Top of PROVIDED TEXT
I value you very much indeed as a dear friend. I have to explain my opinion on some of the issues raised by what we spoke about last night however.

I am not sure that I want to follow the style of meditation which clamps down on the creative mind and subdues the whole personality into a neutral state. The word you used was bland, which is quite an apt description of what that practise does to the personality. I personally like you best when you are not suppressing like that.

I will not take your recommendation that I master my tongue, because I enjoy using language and after all I don’t talk rubbish but carefully reasoned and thoughtful words, and I also listen to others as part of my communication skills, which many in this world don’t do. (not you, I hasten to add, you are a good listener).

In my view the Bible is a fascinating document but I don’t believe that it has the only angle on truth. I read a lot , as you know, and would suggest that times have changed critically since most of the Bible was penned. Modern authors may sometimes have more relevance to the modern world, which is so changed and different from Solomon’s time etc. The Good Book is great for bolstering ones confidence in struggle and times of hardship, but modernity has given us a world which I believe is safer and more comfortable to live in than the bitter and arduous lives that the ancients live. That is why I will always continue to draw more ideas from current writers in the world, whose wisdom is more tailored to the specifics of the space-age computer-age we inhabit.

this modern age is also a time of democratic societies built on the framework of liberal secular humanism. A few hundred years back you could get burned or stretched on the rack for being a heretic. Now, at least in the West, this can’t happen. That means that millions of rational people since the enlightenment in the 18th century have assented to a run of progress that involves the questioning by reason of the cruelty and domination we inherited from our cultural forbears. I suggest that progress is a real thing, and that the establishment of this secular democracy is a positive step for the evolution of the human race. What we inherited from the past is a rather cruel package in some ways. Torture and murder are less common per capita in the world, and no criminal is sent to execution in this country now.
Bottom of PROVIDED TEXT
Top of SOURCE DATA
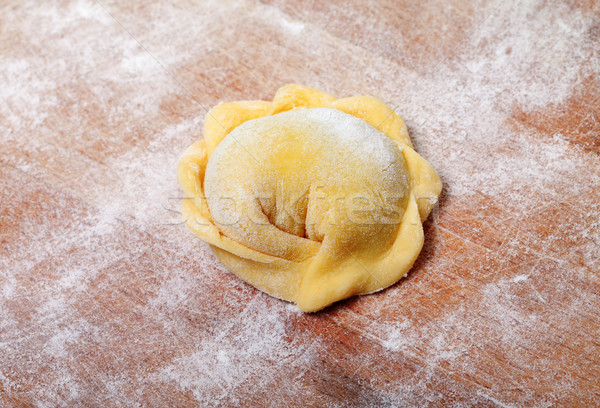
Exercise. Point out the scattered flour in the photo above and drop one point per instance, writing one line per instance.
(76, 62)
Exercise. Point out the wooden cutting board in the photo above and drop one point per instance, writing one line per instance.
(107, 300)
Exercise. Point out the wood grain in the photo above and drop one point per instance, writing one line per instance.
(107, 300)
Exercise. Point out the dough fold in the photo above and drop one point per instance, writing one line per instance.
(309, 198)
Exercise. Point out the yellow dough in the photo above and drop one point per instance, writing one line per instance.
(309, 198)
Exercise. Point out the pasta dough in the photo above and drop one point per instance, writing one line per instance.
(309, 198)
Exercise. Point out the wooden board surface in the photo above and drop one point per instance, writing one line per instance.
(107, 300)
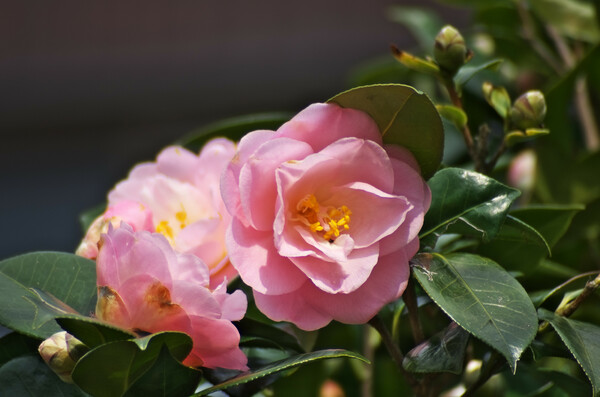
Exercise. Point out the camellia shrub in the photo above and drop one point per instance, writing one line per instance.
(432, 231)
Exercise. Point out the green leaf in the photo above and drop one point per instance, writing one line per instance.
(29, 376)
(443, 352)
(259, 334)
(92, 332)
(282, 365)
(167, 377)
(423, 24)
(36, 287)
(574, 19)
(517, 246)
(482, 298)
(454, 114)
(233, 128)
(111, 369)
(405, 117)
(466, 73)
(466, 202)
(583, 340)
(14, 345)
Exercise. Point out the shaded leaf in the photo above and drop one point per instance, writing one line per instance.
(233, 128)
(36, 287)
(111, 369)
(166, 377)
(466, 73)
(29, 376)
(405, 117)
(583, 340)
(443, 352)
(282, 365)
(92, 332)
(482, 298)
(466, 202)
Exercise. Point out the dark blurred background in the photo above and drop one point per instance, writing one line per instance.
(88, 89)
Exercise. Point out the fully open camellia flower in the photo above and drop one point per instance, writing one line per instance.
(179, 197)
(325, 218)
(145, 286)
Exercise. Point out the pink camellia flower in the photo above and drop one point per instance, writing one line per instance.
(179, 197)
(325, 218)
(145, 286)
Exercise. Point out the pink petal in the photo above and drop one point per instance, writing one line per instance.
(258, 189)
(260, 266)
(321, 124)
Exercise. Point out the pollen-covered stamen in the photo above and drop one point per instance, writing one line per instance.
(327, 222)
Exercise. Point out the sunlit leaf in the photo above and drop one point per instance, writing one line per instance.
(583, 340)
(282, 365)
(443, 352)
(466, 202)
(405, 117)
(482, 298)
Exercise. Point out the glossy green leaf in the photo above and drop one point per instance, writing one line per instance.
Bottom of SOURCE DATA
Top of SOURCE DATA
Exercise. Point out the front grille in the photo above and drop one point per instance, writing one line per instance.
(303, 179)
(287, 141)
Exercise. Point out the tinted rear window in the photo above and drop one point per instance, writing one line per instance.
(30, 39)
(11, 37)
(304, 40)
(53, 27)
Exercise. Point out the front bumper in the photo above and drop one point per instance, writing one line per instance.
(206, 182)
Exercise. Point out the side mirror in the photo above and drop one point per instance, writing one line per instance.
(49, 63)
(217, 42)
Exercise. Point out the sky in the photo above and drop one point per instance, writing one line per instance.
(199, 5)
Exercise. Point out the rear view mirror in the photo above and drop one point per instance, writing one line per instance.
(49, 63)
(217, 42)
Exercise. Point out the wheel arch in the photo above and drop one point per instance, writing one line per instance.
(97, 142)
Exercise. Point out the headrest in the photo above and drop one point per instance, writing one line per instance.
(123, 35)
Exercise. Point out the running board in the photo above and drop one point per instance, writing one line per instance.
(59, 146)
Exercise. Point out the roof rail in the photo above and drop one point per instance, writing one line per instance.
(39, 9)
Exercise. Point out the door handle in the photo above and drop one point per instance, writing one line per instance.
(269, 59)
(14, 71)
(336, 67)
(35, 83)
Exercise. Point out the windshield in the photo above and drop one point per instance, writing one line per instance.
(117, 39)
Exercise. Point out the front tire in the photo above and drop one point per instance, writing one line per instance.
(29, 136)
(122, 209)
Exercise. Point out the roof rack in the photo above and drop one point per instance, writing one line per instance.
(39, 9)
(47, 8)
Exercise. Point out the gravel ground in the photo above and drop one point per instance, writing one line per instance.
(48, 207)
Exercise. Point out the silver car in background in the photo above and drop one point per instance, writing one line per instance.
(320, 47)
Bottom of SOURCE DATA
COMPLETE THE FOLLOWING:
**a)** Quote the letter to a friend word for word, beginning at the words "I am not sure" and stopping after "a good listener).".
**b)** Continue the letter to a friend from the point where it ends.
The records have nothing to do with the letter or with the work asked here.

SET OF ANSWERS:
**a)**
I am not sure that I want to follow the style of meditation which clamps down on the creative mind and subdues the whole personality into a neutral state. The word you used was bland, which is quite an apt description of what that practise does to the personality. I personally like you best when you are not suppressing like that.

I will not take your recommendation that I master my tongue, because I enjoy using language and after all I don’t talk rubbish but carefully reasoned and thoughtful words, and I also listen to others as part of my communication skills, which many in this world don’t do. (not you, I hasten to add, you are a good listener).

**b)**
To me the Bible is very much a text that comes to us from the deep past, and I am sorry to say that in my mind much of it is obsolete. You must know that however much you recommend the Bible to me, I am a man of reason and doubt, not faith and it would be impossible for me to build it into my mindset as you have done.

We have spoken of growth panic when the process of developing emotionally, to become more sensitive to others, results in a fear that causes the person to try and go back to a safe golden age in the past. This golden age is a myth. Biblical times were hellish, violent and full of political injustice of one kind or another. I am placing my bets on the reason, science, and liberty of the modern age, not a rosy spectacled romance about ancient peoples in an ancient text, whose lives were nothing like mine.

This is why I have to write this to you, in good faith and with no anger, just a desire to explain a complex matter at my leisure. Writing is better for this than messy and inadequate speech which is so much less organised and which makes it harder to get a subtle point across. Please bear with me and read what I am saying carefully. If you want to write back that’s great.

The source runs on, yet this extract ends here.